- Task instructions
Quote every one of the entries below word for word, keeping each line unchanged.

Excerpts of labeled region data
%%

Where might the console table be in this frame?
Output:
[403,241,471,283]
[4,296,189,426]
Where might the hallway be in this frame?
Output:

%%

- Response
Where might the console table be in this frame?
Output:
[403,241,471,283]
[4,296,189,426]
Where might the hallway be in this frame?
Output:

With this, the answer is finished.